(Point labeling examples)

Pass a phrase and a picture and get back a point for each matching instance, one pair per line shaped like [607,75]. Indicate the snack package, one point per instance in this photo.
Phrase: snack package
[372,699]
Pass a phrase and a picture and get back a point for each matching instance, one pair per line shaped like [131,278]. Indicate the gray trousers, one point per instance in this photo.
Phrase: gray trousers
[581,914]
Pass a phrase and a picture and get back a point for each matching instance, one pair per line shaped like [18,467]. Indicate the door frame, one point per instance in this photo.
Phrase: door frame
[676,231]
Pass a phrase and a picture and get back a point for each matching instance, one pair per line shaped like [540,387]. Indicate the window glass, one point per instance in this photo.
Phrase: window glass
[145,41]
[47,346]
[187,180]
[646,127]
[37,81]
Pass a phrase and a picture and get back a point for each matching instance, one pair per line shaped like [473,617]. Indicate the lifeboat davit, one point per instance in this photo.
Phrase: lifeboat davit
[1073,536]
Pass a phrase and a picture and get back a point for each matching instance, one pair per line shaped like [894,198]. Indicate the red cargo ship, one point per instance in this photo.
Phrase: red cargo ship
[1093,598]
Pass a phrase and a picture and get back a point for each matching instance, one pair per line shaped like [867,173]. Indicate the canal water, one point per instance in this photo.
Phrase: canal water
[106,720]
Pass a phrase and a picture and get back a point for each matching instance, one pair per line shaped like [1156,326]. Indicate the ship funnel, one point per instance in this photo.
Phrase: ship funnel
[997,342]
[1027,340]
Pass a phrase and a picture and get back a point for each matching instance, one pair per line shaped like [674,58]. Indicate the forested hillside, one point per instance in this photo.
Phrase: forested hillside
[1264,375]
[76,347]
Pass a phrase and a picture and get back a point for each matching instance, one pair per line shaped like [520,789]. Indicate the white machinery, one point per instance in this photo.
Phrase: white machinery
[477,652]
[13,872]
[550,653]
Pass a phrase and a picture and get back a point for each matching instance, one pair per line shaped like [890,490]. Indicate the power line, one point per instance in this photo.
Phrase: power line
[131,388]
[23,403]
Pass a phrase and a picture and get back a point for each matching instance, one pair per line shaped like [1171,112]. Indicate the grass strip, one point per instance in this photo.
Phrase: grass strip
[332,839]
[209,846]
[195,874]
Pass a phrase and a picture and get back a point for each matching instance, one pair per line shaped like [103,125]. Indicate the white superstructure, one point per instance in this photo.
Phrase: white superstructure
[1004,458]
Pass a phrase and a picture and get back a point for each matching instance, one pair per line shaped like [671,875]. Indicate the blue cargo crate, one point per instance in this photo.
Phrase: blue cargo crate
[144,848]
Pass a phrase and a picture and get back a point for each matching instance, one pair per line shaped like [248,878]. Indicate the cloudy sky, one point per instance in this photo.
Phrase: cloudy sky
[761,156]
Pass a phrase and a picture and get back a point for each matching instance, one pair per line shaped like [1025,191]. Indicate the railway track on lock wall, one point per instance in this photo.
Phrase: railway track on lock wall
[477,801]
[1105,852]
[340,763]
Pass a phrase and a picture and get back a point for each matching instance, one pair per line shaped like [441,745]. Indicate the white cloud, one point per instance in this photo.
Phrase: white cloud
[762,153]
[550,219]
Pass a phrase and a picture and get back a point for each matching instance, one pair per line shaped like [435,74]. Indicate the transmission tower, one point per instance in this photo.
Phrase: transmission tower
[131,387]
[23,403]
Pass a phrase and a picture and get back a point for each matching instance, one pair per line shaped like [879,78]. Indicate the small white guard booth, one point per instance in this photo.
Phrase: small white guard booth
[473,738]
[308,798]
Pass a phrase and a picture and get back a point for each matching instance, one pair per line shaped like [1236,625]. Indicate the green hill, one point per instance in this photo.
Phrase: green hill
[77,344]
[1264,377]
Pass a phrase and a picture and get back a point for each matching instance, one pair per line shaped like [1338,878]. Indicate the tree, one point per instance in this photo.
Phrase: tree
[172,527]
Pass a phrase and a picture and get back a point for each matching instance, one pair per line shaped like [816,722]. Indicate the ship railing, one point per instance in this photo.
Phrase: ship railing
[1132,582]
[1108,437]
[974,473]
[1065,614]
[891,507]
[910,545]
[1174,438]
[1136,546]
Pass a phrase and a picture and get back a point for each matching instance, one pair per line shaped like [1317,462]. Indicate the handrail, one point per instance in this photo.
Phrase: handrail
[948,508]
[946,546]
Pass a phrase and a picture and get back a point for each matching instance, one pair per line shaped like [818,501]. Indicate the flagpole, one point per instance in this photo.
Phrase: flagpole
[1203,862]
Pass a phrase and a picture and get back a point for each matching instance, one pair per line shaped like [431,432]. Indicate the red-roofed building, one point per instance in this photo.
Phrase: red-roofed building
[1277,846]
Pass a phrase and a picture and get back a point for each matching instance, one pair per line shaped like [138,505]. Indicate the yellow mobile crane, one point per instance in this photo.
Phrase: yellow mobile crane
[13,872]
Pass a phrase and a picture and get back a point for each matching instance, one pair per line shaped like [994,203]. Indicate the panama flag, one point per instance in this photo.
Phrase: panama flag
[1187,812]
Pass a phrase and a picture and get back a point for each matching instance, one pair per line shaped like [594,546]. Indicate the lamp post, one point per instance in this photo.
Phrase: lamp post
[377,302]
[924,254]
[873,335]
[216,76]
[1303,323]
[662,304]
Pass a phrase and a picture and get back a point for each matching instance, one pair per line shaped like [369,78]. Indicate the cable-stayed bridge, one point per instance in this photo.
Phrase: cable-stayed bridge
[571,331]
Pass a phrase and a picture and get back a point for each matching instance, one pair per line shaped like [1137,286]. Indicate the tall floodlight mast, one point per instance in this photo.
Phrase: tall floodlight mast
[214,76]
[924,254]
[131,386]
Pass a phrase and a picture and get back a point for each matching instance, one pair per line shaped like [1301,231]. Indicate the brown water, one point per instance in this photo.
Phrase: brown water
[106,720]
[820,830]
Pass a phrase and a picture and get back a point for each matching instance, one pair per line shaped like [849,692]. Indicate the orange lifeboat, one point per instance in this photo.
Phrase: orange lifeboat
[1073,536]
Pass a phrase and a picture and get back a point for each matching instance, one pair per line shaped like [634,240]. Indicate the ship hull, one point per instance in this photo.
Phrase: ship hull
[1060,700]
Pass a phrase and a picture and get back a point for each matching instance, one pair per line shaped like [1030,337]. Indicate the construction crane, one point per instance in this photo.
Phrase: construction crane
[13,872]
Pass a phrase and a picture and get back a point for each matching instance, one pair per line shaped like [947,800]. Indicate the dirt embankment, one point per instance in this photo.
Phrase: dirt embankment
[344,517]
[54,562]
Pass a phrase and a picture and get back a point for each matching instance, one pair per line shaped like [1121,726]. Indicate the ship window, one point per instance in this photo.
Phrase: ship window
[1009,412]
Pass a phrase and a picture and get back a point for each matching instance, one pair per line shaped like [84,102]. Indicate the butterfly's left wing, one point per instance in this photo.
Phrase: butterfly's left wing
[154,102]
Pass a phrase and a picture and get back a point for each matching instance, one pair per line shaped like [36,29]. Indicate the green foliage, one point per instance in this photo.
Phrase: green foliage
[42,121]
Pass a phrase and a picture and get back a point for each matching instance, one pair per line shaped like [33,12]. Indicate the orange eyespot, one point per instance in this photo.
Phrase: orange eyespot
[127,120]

### Exercise task:
Convert every line of the rows above into a JSON list of strings, with one string per line and no blank lines.

### Solution:
[
  "Pass a phrase and a picture and get back a point for each matching instance, one pair per line shaped like [607,75]. Indicate the snack package, one point per instance in this photo.",
  "Phrase: snack package",
  "[372,699]",
  "Pass a phrase and a picture and get back a point for each matching instance, one pair per line shaped like [131,278]. Indicate the gray trousers, one point per instance in this photo.",
  "Phrase: gray trousers",
  "[581,914]",
  "Pass a phrase and a picture and get back a point for each matching instance, one pair per line shaped like [18,467]. Indicate the door frame, one point per instance in this photo.",
  "Phrase: door frame",
  "[676,231]",
  "Pass a phrase and a picture and get back a point for each matching instance, one pair per line shaped like [540,387]. Indicate the window glass, one point per instance in this photo.",
  "Phrase: window glass",
  "[145,41]",
  "[47,346]",
  "[187,180]",
  "[646,127]",
  "[37,81]",
  "Pass a phrase and a picture and get back a point for each matching instance, one pair per line shaped like [473,617]. Indicate the lifeboat davit, one point per instance in this photo.",
  "Phrase: lifeboat davit",
  "[1073,536]",
  "Pass a phrase and a picture and get back a point for each matching instance, one pair per line shaped like [894,198]. Indicate the red cargo ship, one point per instance in this photo.",
  "Phrase: red cargo ship",
  "[1093,598]",
  "Pass a phrase and a picture and get back a point for each matching instance, one pair per line shaped like [867,173]. Indicate the canal water, one point per instance in this photo.",
  "Phrase: canal water",
  "[106,720]",
  "Pass a phrase and a picture and get back a point for each matching instance, one pair per line shaped like [1156,326]. Indicate the ship funnel, one point per instance in this photo.",
  "Phrase: ship funnel",
  "[997,342]",
  "[1027,340]",
  "Pass a phrase and a picture and get back a point for each matching instance, one pair per line shaped like [674,58]. Indicate the forested hillside, one point per instance in this photo.",
  "Phrase: forested hillside",
  "[1264,375]",
  "[76,347]",
  "Pass a phrase and a picture and get back a point for each matching instance, one pair per line shaped like [520,789]. Indicate the white machinery, one point per instance in this photo.",
  "Phrase: white machinery",
  "[477,652]",
  "[13,872]",
  "[550,653]",
  "Pass a phrase and a picture and get back a point for each matching instance, one pair per line shaped like [890,490]. Indicate the power line, one point per instance in this photo.",
  "Phrase: power line",
  "[131,388]",
  "[23,403]",
  "Pass a phrase and a picture and get back a point for each matching instance, one pair per line shaped like [1171,112]. Indicate the grass strip, one point per instance in this photo.",
  "Phrase: grass strip",
  "[332,839]",
  "[209,846]",
  "[195,874]",
  "Pass a phrase and a picture and get back a point for each matching instance, one pair per line shaped like [103,125]. Indicate the white superstructure, one point per instance in this photo.",
  "Phrase: white superstructure",
  "[1004,458]",
  "Pass a phrase and a picture and get back a point for each matching instance, one pair per line shaped like [671,875]. Indicate the blue cargo crate, one point per instance in this photo.",
  "Phrase: blue cargo crate",
  "[144,848]",
  "Pass a phrase and a picture and get back a point for each matching instance, one pair per line shaped like [248,878]. Indicate the cloudy sky, one point per instance in this photo.",
  "Phrase: cloudy sky",
  "[761,156]",
  "Pass a phrase and a picture and get back a point for each matching instance, one pair per line shaped like [1025,191]. Indicate the railway track on lock wall, one point per instance in this photo.",
  "Phrase: railway track on lock wall",
  "[477,801]",
  "[1105,852]",
  "[340,763]",
  "Pass a phrase and a picture and get back a point for each matching instance, one pair per line shaped like [441,745]. Indicate the white cloud, one point per instance in this photo.",
  "Phrase: white cloud",
  "[762,153]",
  "[550,219]",
  "Pass a phrase and a picture and get back a point for each matching instance, one pair per line shaped like [435,74]. Indicate the transmission tower, one point per instance in this photo.",
  "Phrase: transmission tower",
  "[131,387]",
  "[23,403]",
  "Pass a phrase and a picture and get back a point for each matching instance, one pair per line shaped like [879,78]. Indicate the small white guard booth, one point per instance in this photo.",
  "Phrase: small white guard booth",
  "[473,738]",
  "[308,798]",
  "Pass a phrase and a picture and get back a point for each matching instance, one pair per line shaped like [1236,625]. Indicate the green hill, one point per instance in this photo.",
  "Phrase: green hill",
  "[77,344]",
  "[1264,377]",
  "Pass a phrase and a picture and get back a point for each matching instance, one pair per line shaped like [1338,878]. Indicate the tree, one point per instance in this photo.",
  "Phrase: tree",
  "[172,527]",
  "Pass a phrase and a picture and get back a point for each matching instance, one pair per line shaped like [816,722]. Indicate the ship railing, one point per instance in this photo.",
  "Phrase: ship railing",
  "[1132,582]",
  "[1108,437]",
  "[974,473]",
  "[1065,614]",
  "[891,507]",
  "[910,545]",
  "[1174,438]",
  "[1136,546]",
  "Pass a phrase and a picture and get back a point for each matching instance, one pair per line shaped like [1317,462]. Indicate the handrail, one point per instance in this photo.",
  "Phrase: handrail",
  "[948,508]",
  "[946,546]",
  "Pass a phrase and a picture and get back a point for each matching instance, one pair per line shaped like [818,501]. Indicate the flagpole, one point per instance in this photo.",
  "Phrase: flagpole",
  "[1203,862]",
  "Pass a phrase and a picture and get back a point for each matching instance, one pair per line shaped like [431,432]. Indicate the red-roofed building, one point per instance in this photo.",
  "Phrase: red-roofed building",
  "[1277,846]",
  "Pass a phrase and a picture and get back a point for each matching instance, one pair per line shaped like [138,505]. Indicate the yellow mobile crane, one point per instance in this photo.",
  "Phrase: yellow mobile crane",
  "[13,872]",
  "Pass a phrase and a picture and get back a point for each matching instance, one pair per line shaped like [994,203]. Indicate the panama flag, one point per instance in this photo.",
  "Phrase: panama flag",
  "[1187,812]",
  "Pass a phrase and a picture and get back a point for each matching instance, one pair per line shaped like [594,546]. Indicate the lamp post, one point per instance in this photo.",
  "Phrase: lamp post",
  "[377,302]",
  "[924,254]",
  "[873,335]",
  "[216,76]",
  "[1303,323]",
  "[662,304]",
  "Pass a phrase and a picture and get back a point for each matching instance, one pair per line shaped like [369,78]. Indicate the cable-stayed bridge, one point per instance in this photo.",
  "Phrase: cable-stayed bridge",
  "[571,331]",
  "Pass a phrase and a picture and get back a point for each matching instance, one pair per line shaped like [1137,286]. Indicate the tall floodlight mast, one point per instance in this photo.",
  "Phrase: tall floodlight mast",
  "[214,76]",
  "[924,254]",
  "[131,386]",
  "Pass a phrase and a picture and get back a point for each matching instance, one pair per line shaped like [1301,231]. Indicate the brown water, one point per instance in this photo.",
  "Phrase: brown water",
  "[106,720]",
  "[820,830]",
  "Pass a phrase and a picture and get back a point for each matching instance, one pair per line shaped like [849,692]. Indicate the orange lifeboat, one point per instance in this photo.",
  "Phrase: orange lifeboat",
  "[1073,536]",
  "Pass a phrase and a picture and get back a point for each matching instance, one pair per line shaped like [634,240]. Indicate the ship hull, one point per instance in this photo.",
  "Phrase: ship hull",
  "[1060,700]",
  "Pass a phrase and a picture and get back a point for each matching instance, one pair per line shaped like [1030,337]. Indicate the construction crane, one point per instance in this photo.",
  "Phrase: construction crane",
  "[13,872]",
  "Pass a phrase and a picture and get back a point for each matching instance, one pair per line shaped like [947,800]. Indicate the dirt embankment, one point per instance in this photo.",
  "Phrase: dirt embankment",
  "[344,517]",
  "[54,562]",
  "Pass a phrase and a picture and get back a point for each matching instance, one pair per line shaped like [1121,726]. Indicate the ship window, one point per instance in this photo.",
  "Phrase: ship window",
  "[1009,412]",
  "Pass a phrase and a picture and get back a point for each matching instance, one pair per line shaped like [84,102]. Indicate the butterfly's left wing, one point per instance in this photo.",
  "Phrase: butterfly's left wing",
  "[154,102]",
  "Pass a phrase and a picture and get back a point for each matching instance, one pair per line shaped like [36,29]. Indicate the green foliage, one point per instance in this photo.",
  "Phrase: green foliage",
  "[42,121]",
  "Pass a phrase and a picture and get back a point for each matching instance, one pair per line shaped like [33,12]. Indicate the orange eyespot, one point per instance in this photo.",
  "Phrase: orange eyespot",
  "[127,120]"
]